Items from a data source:
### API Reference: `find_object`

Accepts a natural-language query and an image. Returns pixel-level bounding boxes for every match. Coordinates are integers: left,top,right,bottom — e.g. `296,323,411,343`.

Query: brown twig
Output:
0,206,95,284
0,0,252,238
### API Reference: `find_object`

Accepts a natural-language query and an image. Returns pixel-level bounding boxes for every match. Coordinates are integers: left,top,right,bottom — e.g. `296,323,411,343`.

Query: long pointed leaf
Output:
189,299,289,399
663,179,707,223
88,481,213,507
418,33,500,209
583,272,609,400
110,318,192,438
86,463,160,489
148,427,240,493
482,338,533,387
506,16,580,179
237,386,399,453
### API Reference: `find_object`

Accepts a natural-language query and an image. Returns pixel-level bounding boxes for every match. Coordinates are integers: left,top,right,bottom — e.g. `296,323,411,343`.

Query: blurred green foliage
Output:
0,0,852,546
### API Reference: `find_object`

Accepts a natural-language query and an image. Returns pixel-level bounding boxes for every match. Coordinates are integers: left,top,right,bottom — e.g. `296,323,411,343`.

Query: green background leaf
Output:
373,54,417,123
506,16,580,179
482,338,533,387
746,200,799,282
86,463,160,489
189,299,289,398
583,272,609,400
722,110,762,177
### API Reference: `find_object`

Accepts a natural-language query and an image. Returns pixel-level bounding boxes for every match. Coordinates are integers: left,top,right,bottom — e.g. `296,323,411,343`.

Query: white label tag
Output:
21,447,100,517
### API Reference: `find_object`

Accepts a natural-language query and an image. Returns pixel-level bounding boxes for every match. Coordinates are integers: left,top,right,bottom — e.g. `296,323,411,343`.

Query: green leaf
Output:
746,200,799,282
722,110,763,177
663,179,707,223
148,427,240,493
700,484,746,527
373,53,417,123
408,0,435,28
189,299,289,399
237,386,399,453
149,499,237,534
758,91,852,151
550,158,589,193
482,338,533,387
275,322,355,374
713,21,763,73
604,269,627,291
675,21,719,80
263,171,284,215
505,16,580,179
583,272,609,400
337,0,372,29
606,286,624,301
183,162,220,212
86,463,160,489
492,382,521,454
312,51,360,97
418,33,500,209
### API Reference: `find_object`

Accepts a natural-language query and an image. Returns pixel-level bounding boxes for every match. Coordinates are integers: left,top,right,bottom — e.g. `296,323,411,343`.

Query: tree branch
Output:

**Short exercise**
Rewrite the rows starting at the beginning and ending at the line containing "0,0,252,238", both ends included, with the requests kept, multiplying every bounding-box coordinate in the answers by 0.4 and rounding to whole numbers, halves up.

**The response**
### API Reference: `find_object`

Accepts a natural-language query and an image. Returns pixel-level bounding boxes for every match. Coordinates are integers: left,top,right,bottom — e.g. `296,323,411,343`.

Query: brown twig
Output:
0,82,38,114
0,0,101,95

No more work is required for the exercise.